Task: Duplicate, word for word, the part of the court report on the A485 crash that opens with the words containing "Mr Hobson said Mr Jones did" and closes with "for the future.".

*** Opening of Passage to read ***

A PENSIONER from Llandysul overtook a car on the A485 and continued “as if he was on a dual carriageway” until he crashed head on, a judge heard on Friday (Jul 29).
Robert John Foskett, aged 73, had become confused and made no attempt to avoid the collision.
Foskett, of the Beeches, admitted causing serious injury through driving dangerously.
Paul Hobson, prosecuting, told Swansea Crown Court how Foskett had been driving north in his Mercedes E320 on December 4 last year. As he approached the village of Peniel he “smoothly” overtook a Citroen but continued in the on-coming lane.
Another driver described the move as “stupid” as Foskett, a retired taxi driver, drove blindly around a left hand bend.
Mr Hobson said Paul Anthony Jones, a senior engineer with Western Power, was driving his Land Rover Discovery in the other direction and found himself confronted by Foskett’s Mercedes heading straight for him.
He braked to 30mph but Foskett hit his car at 49mph.
Mr Hobson said Mr Jones was seriously injured, as were Foskett and his wife, who had been a front seat passenger.
Mr Jones had to be cut from the wreckage of his car by firemen and suffered multiple injuries, including fractures to his ankle, pelvis, ribs and nose. He spent three weeks in hospital and was still receiving treatment.
Foskett suffered broken ribs and a collapsed lung.
Mr Hobson said Foskett was interviewed by police and told officers he had no recollection of the collision.
His barrister, Ieaun Rees, said Foskett had already surrendered his licence and had no intention of driving again.
Mr Rees said he could not put into words how disappointed and sorry he was about the injuries caused to Mr Jones.
Mr Hobson said Mr Jones did not hold a grudge against Foskett and did not want to see him sent to jail.
Judge Keith Thomas said he could only conclude that Foskett had become confused and thought he had been driving on the correct side of the road, if only he had been on a dual carriageway.
Foskett was jailed for 12 months, suspended for 18 months, and banned from driving for five years.
He was also ordered to pay £750 in prosecution costs and a court surcharge of £80.
As Foskett left court, Mr Jones wished him well for the future.

*** Close of Passage to read ***
*** Opening of Recorded data ***

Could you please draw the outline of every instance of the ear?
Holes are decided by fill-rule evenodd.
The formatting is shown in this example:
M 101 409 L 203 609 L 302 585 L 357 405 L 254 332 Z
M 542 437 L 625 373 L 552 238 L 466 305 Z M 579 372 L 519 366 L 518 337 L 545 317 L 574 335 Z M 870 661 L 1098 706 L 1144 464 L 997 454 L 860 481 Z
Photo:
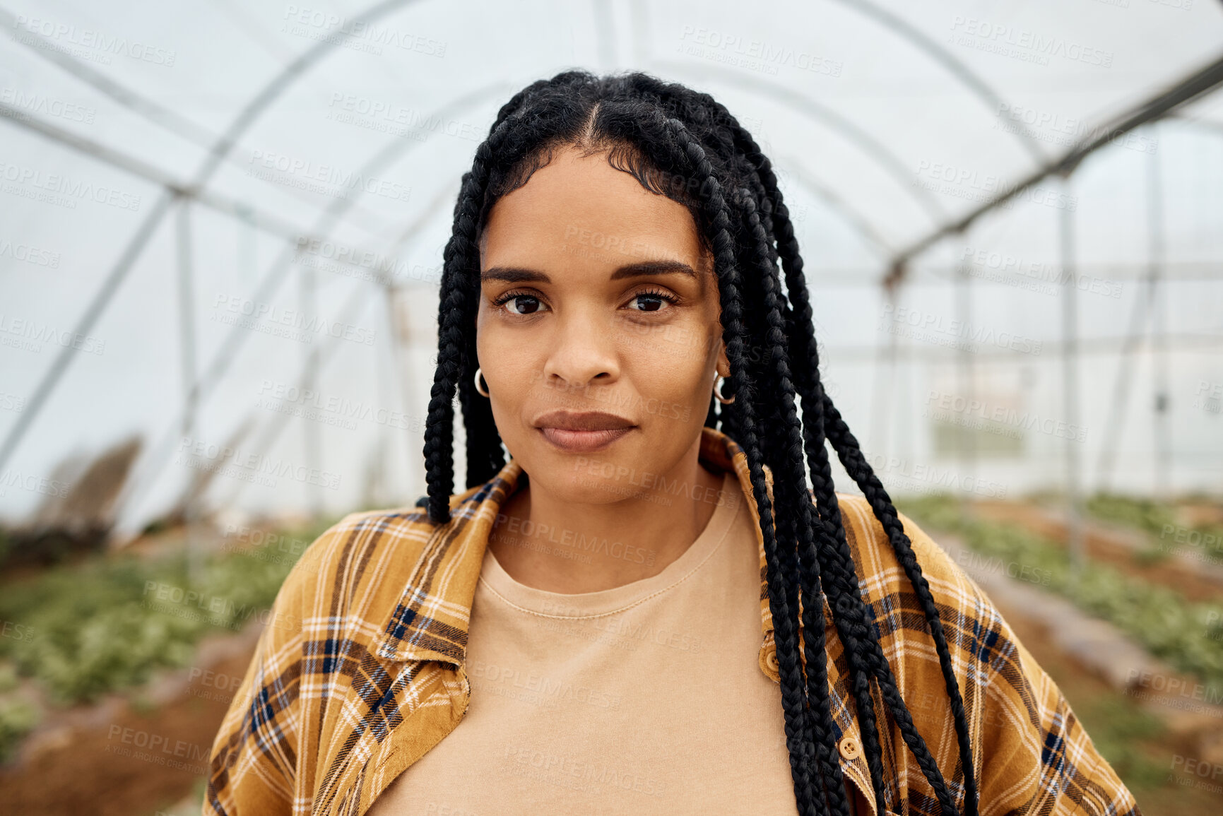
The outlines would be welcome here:
M 722 336 L 718 338 L 718 362 L 714 369 L 720 377 L 730 377 L 730 358 L 726 357 L 726 344 Z

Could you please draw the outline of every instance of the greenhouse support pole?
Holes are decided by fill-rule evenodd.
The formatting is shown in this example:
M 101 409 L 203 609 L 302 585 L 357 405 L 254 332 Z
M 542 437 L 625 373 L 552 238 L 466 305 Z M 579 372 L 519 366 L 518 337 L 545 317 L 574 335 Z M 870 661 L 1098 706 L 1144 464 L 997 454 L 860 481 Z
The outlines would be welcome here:
M 192 436 L 196 425 L 196 404 L 199 391 L 196 384 L 196 289 L 192 274 L 191 198 L 177 197 L 175 212 L 175 243 L 179 261 L 179 332 L 182 368 L 182 437 Z M 194 535 L 199 495 L 190 491 L 183 497 L 182 526 L 187 548 L 187 580 L 198 586 L 203 580 L 203 564 L 198 536 Z
M 1157 125 L 1150 126 L 1151 143 L 1158 148 Z M 1168 389 L 1168 287 L 1161 286 L 1164 263 L 1163 172 L 1159 154 L 1147 160 L 1147 230 L 1151 241 L 1151 267 L 1147 276 L 1151 301 L 1151 385 L 1155 410 L 1155 497 L 1168 499 L 1172 492 L 1172 426 L 1169 422 Z
M 972 276 L 969 274 L 969 264 L 963 261 L 955 267 L 955 319 L 959 321 L 960 325 L 964 327 L 961 332 L 966 336 L 972 335 L 972 330 L 969 328 L 969 321 L 972 317 Z M 966 340 L 961 340 L 955 351 L 956 356 L 956 389 L 960 391 L 960 396 L 964 399 L 965 411 L 972 405 L 976 399 L 976 383 L 974 382 L 974 369 L 972 369 L 972 345 Z M 955 405 L 955 401 L 951 401 Z M 956 439 L 956 454 L 960 460 L 960 484 L 971 481 L 972 486 L 976 487 L 977 480 L 977 437 L 971 427 L 971 417 L 964 416 L 958 425 L 951 426 Z M 960 493 L 960 509 L 961 514 L 971 513 L 971 495 L 964 495 L 963 491 Z
M 1058 210 L 1062 251 L 1062 384 L 1065 401 L 1066 426 L 1075 428 L 1079 422 L 1079 325 L 1077 325 L 1077 274 L 1075 273 L 1074 206 L 1070 171 L 1062 176 L 1065 207 Z M 1074 434 L 1065 439 L 1066 469 L 1066 543 L 1070 548 L 1071 580 L 1077 584 L 1084 571 L 1082 494 L 1079 473 L 1079 445 Z

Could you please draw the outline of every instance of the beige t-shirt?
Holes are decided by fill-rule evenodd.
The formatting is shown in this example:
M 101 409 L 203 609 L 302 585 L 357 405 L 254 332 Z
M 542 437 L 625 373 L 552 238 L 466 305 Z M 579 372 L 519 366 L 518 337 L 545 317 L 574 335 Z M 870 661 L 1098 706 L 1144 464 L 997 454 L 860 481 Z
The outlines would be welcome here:
M 369 815 L 796 812 L 781 691 L 759 668 L 759 551 L 733 472 L 720 495 L 682 555 L 612 590 L 528 587 L 487 551 L 467 713 Z

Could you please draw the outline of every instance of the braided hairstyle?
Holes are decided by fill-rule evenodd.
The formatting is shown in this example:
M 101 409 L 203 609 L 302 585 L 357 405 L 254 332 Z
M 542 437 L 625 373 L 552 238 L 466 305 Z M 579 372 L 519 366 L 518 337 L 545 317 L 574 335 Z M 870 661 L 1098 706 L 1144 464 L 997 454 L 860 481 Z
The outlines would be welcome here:
M 921 810 L 976 816 L 969 725 L 938 607 L 892 499 L 824 391 L 802 257 L 772 165 L 711 95 L 641 72 L 597 77 L 575 70 L 527 86 L 498 111 L 462 177 L 443 253 L 438 365 L 424 434 L 428 495 L 422 502 L 429 519 L 450 519 L 456 388 L 467 434 L 467 487 L 487 482 L 505 465 L 490 402 L 473 382 L 478 241 L 493 204 L 525 185 L 554 149 L 567 146 L 587 155 L 607 153 L 613 166 L 651 192 L 685 204 L 702 247 L 713 256 L 730 362 L 726 385 L 736 399 L 722 405 L 711 394 L 706 425 L 720 425 L 747 456 L 799 812 L 849 814 L 827 688 L 827 601 L 844 646 L 878 812 L 895 809 L 883 781 L 879 738 L 881 717 L 890 717 L 934 794 Z M 846 542 L 828 445 L 887 532 L 933 637 L 959 746 L 950 782 L 917 733 L 879 645 L 876 610 Z M 775 477 L 772 499 L 766 466 Z

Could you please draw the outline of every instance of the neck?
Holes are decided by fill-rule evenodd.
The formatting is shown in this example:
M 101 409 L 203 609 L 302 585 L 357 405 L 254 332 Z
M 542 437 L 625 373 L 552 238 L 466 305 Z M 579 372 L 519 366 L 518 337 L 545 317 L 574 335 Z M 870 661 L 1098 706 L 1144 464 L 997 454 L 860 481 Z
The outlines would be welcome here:
M 488 547 L 510 577 L 548 592 L 598 592 L 658 575 L 717 508 L 723 476 L 701 464 L 700 450 L 697 437 L 670 472 L 612 503 L 574 503 L 528 482 L 501 505 Z

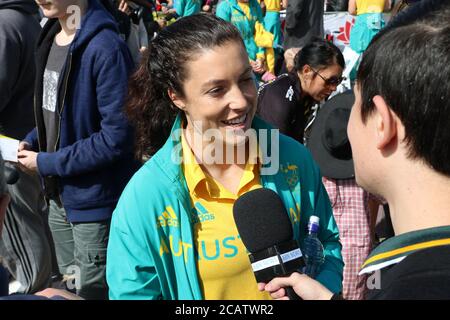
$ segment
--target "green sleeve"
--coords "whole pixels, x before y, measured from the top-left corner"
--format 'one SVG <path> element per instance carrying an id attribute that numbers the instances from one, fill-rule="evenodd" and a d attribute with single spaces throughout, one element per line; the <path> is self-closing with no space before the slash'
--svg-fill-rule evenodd
<path id="1" fill-rule="evenodd" d="M 319 239 L 324 247 L 325 262 L 316 280 L 333 293 L 342 291 L 344 262 L 342 259 L 342 245 L 339 240 L 339 230 L 334 220 L 328 193 L 322 183 L 319 169 L 316 169 L 315 214 L 320 218 Z"/>
<path id="2" fill-rule="evenodd" d="M 111 221 L 106 264 L 111 300 L 156 300 L 162 295 L 151 249 L 144 240 L 148 223 L 141 221 L 144 214 L 135 191 L 124 191 Z"/>

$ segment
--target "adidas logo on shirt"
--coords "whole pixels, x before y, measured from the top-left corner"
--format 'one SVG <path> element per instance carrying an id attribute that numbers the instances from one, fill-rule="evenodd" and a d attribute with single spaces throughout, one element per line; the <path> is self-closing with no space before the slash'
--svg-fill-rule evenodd
<path id="1" fill-rule="evenodd" d="M 158 227 L 178 228 L 179 226 L 178 218 L 171 206 L 166 207 L 166 211 L 164 211 L 160 216 L 158 216 L 158 221 L 156 224 L 158 225 Z"/>

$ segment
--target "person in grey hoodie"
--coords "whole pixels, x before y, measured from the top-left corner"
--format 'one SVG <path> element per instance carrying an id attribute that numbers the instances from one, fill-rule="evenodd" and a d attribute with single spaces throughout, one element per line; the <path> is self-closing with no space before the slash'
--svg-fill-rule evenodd
<path id="1" fill-rule="evenodd" d="M 34 1 L 0 0 L 0 133 L 18 140 L 35 126 L 34 52 L 41 29 L 37 14 Z M 0 257 L 20 283 L 18 293 L 34 293 L 50 285 L 56 256 L 39 178 L 19 175 L 17 183 L 8 186 L 11 202 Z"/>

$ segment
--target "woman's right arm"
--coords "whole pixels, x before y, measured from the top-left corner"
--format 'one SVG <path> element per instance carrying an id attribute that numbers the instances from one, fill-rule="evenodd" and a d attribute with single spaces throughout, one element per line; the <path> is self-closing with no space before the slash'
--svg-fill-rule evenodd
<path id="1" fill-rule="evenodd" d="M 137 193 L 128 185 L 111 221 L 106 278 L 111 300 L 156 300 L 161 286 L 148 242 L 150 222 Z M 156 230 L 155 230 L 156 232 Z"/>

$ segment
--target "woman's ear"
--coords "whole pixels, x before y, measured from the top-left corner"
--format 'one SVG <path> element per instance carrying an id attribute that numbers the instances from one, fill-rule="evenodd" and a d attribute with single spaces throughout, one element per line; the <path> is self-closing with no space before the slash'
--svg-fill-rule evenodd
<path id="1" fill-rule="evenodd" d="M 184 111 L 186 108 L 186 105 L 184 104 L 183 99 L 180 98 L 180 96 L 172 89 L 167 89 L 167 95 L 169 96 L 170 100 L 172 100 L 173 104 L 180 110 Z"/>
<path id="2" fill-rule="evenodd" d="M 384 149 L 393 139 L 397 138 L 398 118 L 389 108 L 382 96 L 375 96 L 372 99 L 375 105 L 375 129 L 377 148 Z"/>

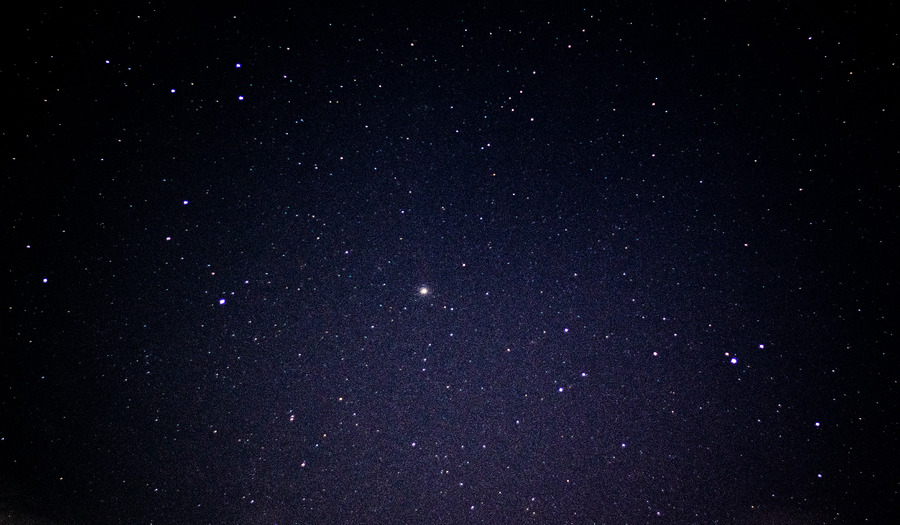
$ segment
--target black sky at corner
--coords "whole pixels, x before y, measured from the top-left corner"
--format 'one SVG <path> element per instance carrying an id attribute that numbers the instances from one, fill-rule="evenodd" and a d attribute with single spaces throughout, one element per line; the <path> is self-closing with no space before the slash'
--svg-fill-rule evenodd
<path id="1" fill-rule="evenodd" d="M 896 509 L 890 10 L 153 6 L 4 23 L 10 512 Z"/>

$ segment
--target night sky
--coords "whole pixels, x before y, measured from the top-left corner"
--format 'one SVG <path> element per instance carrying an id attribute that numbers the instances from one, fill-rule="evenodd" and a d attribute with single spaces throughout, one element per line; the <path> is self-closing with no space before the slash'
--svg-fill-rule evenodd
<path id="1" fill-rule="evenodd" d="M 34 4 L 0 522 L 900 512 L 897 9 Z"/>

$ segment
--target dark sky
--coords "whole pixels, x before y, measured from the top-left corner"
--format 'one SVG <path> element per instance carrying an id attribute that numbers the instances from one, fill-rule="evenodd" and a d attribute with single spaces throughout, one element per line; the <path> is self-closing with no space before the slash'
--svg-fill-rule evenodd
<path id="1" fill-rule="evenodd" d="M 296 4 L 4 15 L 0 522 L 896 517 L 895 8 Z"/>

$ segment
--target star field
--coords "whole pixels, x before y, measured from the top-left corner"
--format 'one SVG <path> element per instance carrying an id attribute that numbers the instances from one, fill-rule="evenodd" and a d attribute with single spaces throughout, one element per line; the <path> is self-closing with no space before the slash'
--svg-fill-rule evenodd
<path id="1" fill-rule="evenodd" d="M 893 11 L 11 15 L 0 517 L 888 522 Z"/>

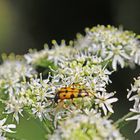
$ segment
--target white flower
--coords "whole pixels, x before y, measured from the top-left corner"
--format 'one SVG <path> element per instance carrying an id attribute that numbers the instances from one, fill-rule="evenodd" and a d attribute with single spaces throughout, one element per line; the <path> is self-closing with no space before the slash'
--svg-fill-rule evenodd
<path id="1" fill-rule="evenodd" d="M 128 90 L 127 98 L 129 101 L 135 101 L 134 106 L 139 106 L 140 104 L 140 76 L 137 79 L 134 79 L 134 85 L 131 84 L 131 90 Z M 132 97 L 131 94 L 135 93 Z"/>
<path id="2" fill-rule="evenodd" d="M 41 121 L 43 119 L 52 120 L 49 113 L 51 108 L 47 108 L 50 104 L 47 105 L 45 102 L 37 102 L 32 105 L 32 113 L 35 114 Z"/>
<path id="3" fill-rule="evenodd" d="M 106 60 L 112 59 L 112 68 L 117 70 L 117 64 L 124 68 L 125 59 L 129 60 L 130 57 L 126 54 L 124 48 L 122 46 L 109 46 L 110 50 L 108 51 L 108 56 L 105 58 Z"/>
<path id="4" fill-rule="evenodd" d="M 116 102 L 118 99 L 117 98 L 110 98 L 112 96 L 114 96 L 114 93 L 106 93 L 106 92 L 102 92 L 102 93 L 97 93 L 95 94 L 96 98 L 95 99 L 95 104 L 98 104 L 99 107 L 101 107 L 103 109 L 103 112 L 105 115 L 107 115 L 107 110 L 111 113 L 114 113 L 113 109 L 112 109 L 112 103 Z"/>
<path id="5" fill-rule="evenodd" d="M 2 136 L 3 133 L 14 133 L 11 129 L 16 128 L 16 125 L 14 124 L 5 124 L 6 118 L 3 120 L 0 120 L 0 136 Z"/>
<path id="6" fill-rule="evenodd" d="M 19 115 L 22 115 L 23 112 L 23 103 L 22 100 L 16 98 L 14 95 L 9 97 L 9 100 L 5 101 L 6 107 L 6 114 L 13 113 L 13 119 L 19 123 Z"/>
<path id="7" fill-rule="evenodd" d="M 124 140 L 111 120 L 89 111 L 88 114 L 73 113 L 60 123 L 50 140 Z"/>
<path id="8" fill-rule="evenodd" d="M 140 43 L 137 41 L 137 44 L 138 45 L 136 45 L 132 48 L 132 52 L 130 53 L 130 55 L 131 55 L 133 61 L 136 64 L 140 65 Z"/>

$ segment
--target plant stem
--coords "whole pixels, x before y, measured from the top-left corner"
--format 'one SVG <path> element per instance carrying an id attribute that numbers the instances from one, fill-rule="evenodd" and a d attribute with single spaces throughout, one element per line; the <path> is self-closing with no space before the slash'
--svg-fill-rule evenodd
<path id="1" fill-rule="evenodd" d="M 130 121 L 126 121 L 127 118 L 132 117 L 135 113 L 129 112 L 128 114 L 124 115 L 122 118 L 118 119 L 114 124 L 117 128 L 122 128 L 127 125 Z"/>

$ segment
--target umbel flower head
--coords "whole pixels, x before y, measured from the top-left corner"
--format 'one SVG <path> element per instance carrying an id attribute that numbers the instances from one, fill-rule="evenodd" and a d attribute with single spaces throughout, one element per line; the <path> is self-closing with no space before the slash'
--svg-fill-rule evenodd
<path id="1" fill-rule="evenodd" d="M 124 140 L 112 121 L 95 111 L 75 113 L 60 123 L 50 140 Z"/>

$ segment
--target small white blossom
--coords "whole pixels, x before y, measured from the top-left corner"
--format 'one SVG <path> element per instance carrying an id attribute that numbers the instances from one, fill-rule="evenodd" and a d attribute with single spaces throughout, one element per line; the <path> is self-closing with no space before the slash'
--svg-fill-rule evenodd
<path id="1" fill-rule="evenodd" d="M 137 79 L 134 79 L 134 85 L 131 84 L 131 90 L 128 90 L 127 98 L 129 101 L 135 101 L 134 106 L 140 105 L 140 76 Z M 135 93 L 135 94 L 134 94 Z M 132 97 L 131 94 L 134 94 Z"/>
<path id="2" fill-rule="evenodd" d="M 97 113 L 75 113 L 61 122 L 50 140 L 124 140 L 110 120 L 101 118 Z"/>
<path id="3" fill-rule="evenodd" d="M 19 115 L 22 115 L 23 112 L 23 103 L 22 100 L 16 99 L 15 96 L 10 96 L 9 100 L 5 101 L 6 107 L 6 114 L 12 114 L 13 113 L 13 119 L 19 123 Z"/>

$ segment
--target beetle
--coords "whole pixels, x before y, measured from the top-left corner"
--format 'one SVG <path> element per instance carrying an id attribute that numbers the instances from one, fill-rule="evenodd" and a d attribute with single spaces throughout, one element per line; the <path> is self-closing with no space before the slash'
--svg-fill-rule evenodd
<path id="1" fill-rule="evenodd" d="M 71 86 L 60 88 L 60 90 L 56 92 L 54 101 L 58 103 L 59 100 L 63 101 L 64 99 L 73 99 L 86 96 L 90 96 L 90 92 L 88 90 L 72 84 Z"/>

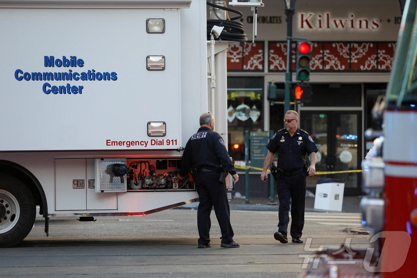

*** Close of Recorded data ***

Answer section:
Mr Hobson said Mr Jones did not hold a grudge against Foskett and did not want to see him sent to jail.
Judge Keith Thomas said he could only conclude that Foskett had become confused and thought he had been driving on the correct side of the road, if only he had been on a dual carriageway.
Foskett was jailed for 12 months, suspended for 18 months, and banned from driving for five years.
He was also ordered to pay £750 in prosecution costs and a court surcharge of £80.
As Foskett left court, Mr Jones wished him well for the future.